**Testo fornito**
════

Ancora non si erano smorzati i tristi echi delle esplosioni
di Londra che il nostro governo varava prontamente un decreto legge, un po'
isterico, intitolato Misure urgenti per il
contrasto del terrorismo internazionale, meglio noto come "pacchetto
Pisanu" dal nome del Ministro dell'interno che lo ha predisposto. Assieme a
molte norme più strettamente relative a tematiche di ordine pubblico e di
polizia giudiziaria, il decreto (così come successivamente modificato in sede
di conversione in legge) ha introdotto una serie di obblighi a carico dei "fornitori
di una rete pubblica di comunicazioni o di un servizio di comunicazione
elettronica accessibile al pubblico", finalizzati essenzialmente a prolungare
i limiti della data retention, ossia della conservazione dei dati di
traffico degli utenti; ed ha stabilito altresì alcune "norme integrative
della disciplina degli esercizi pubblici di telefonia e internet", tra cui l'obbligo
della preventiva autorizzazione di polizia e dell'acquisizione e conservazione
dei dati delle attività dei clienti.
Pochi giorni dopo, proprio a cavallo di ferragosto, un decreto del Ministro dell'interno stabiliva
le ulteriori specifiche norme per la "preventiva acquisizione di dati
anagrafici dei soggetti che utilizzano postazioni pubbliche non vigilate per
comunicazioni telematiche", ovvero essenzialmente i clienti degli
Internet-cafè e, come ha specificato la successiva circolare interministeriale, anche delle
strutture ricettive (alberghi, campeggi...).
Altri e ben più autorevoli commentatori hanno già espresso
su queste stesse pagine le loro valutazioni in merito alla valenza giuridica di
tali norme ed alle loro conseguenze sul piano del diritto, in particolare per
quanto riguarda la sussistenza o meno di un effettivo bilanciamento tra la
restrizione delle libertà personali che esse comportano e l'apporto di un
reale beneficio alla collettività in termini di prevenzione o repressione di
attività criminali o terroristiche da parte di qualcuno (vedi Libertà e sicurezza: un binomio
impossibile? di Manlio Cammarata e Internet più aperta per combattere il terrorismo
di Giovanni Ziccardi). Non affronterò dunque
questo tema, anche perché non è il solo degno di commento.
Infatti, al di là dei giudizi di merito, resta il fatto che
le norme del "pacchetto Pisanu" sono ormai indiscutibilmente legge dello
Stato e dunque "è fatto obbligo a chiunque spetti di osservarle e farle
osservare". Ma ciò non appare cosa facile, soprattutto per quanto riguarda le
prescrizioni più operative in termini tecnologici che esse impongono ai loro
destinatari. Il problema, come sempre in casi del genere, è duplice, ed
attanaglia chi non sia né un avvocato né un tecnico: da un lato si tratta
infatti di comprendere ciò che realmente dicono le norme, al di là del "legalese"

════

**Dati forniti**

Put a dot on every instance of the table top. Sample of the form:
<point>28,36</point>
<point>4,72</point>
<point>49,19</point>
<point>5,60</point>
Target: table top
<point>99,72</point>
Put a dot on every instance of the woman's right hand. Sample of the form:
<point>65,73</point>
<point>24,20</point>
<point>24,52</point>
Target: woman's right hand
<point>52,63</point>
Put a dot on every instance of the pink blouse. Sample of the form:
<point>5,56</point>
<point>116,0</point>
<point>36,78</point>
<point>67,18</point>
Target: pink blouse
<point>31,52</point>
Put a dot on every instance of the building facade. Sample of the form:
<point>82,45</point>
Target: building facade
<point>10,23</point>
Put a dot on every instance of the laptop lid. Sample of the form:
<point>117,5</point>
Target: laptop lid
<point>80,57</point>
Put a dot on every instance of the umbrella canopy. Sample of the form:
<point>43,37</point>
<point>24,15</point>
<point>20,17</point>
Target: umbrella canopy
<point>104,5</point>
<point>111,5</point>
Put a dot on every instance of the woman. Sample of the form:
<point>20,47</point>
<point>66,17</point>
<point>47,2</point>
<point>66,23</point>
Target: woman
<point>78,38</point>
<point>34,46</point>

════

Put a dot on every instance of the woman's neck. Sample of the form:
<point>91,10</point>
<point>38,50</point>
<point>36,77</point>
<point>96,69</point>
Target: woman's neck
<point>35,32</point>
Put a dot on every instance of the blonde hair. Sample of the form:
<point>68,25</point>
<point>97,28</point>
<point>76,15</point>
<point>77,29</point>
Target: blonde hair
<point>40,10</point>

════

**Consegne**
A. Rispondi alle seguenti domande sul testo sul pacchetto Pisanu, una per riga, contrassegnando le risposte allo stesso modo:
(i) Da chi prende il nome l'espressione "pacchetto Pisanu"?
(ii) In quale periodo dell'anno fu emanato il decreto del Ministro dell'interno?
(iii) Quali strutture ricettive sono indicate tra parentesi come esempio?
B. Copia senza alcuna modifica, dal testo sul pacchetto Pisanu, tutto ciò che va da "Altri e ben" fino a "degno di commento.".
C. Elenca tutte le espressioni che il testo sul pacchetto Pisanu riporta tra virgolette doppie, indicando una sola volta quelle ripetute.
Le risposte vanno ricavate unicamente dal testo sul pacchetto Pisanu.

**Le risposte**
A.
(i) Dal Ministro dell'interno che ha predisposto il decreto legge.
(ii) A cavallo di ferragosto, pochi giorni dopo il decreto legge.
(iii) Alberghi e campeggi.

B.
Altri e ben più autorevoli commentatori hanno già espresso
su queste stesse pagine le loro valutazioni in merito alla valenza giuridica di
tali norme ed alle loro conseguenze sul piano del diritto, in particolare per
quanto riguarda la sussistenza o meno di un effettivo bilanciamento tra la
restrizione delle libertà personali che esse comportano e l'apporto di un
reale beneficio alla collettività in termini di prevenzione o repressione di
attività criminali o terroristiche da parte di qualcuno (vedi Libertà e sicurezza: un binomio
impossibile? di Manlio Cammarata e Internet più aperta per combattere il terrorismo
di Giovanni Ziccardi). Non affronterò dunque
questo tema, anche perché non è il solo degno di commento.

C.
"pacchetto Pisanu"
"fornitori di una rete pubblica di comunicazioni o di un servizio di comunicazione elettronica accessibile al pubblico"
"norme integrative della disciplina degli esercizi pubblici di telefonia e internet"
"preventiva acquisizione di dati anagrafici dei soggetti che utilizzano postazioni pubbliche non vigilate per comunicazioni telematiche"
"è fatto obbligo a chiunque spetti di osservarle e farle osservare"
"legalese"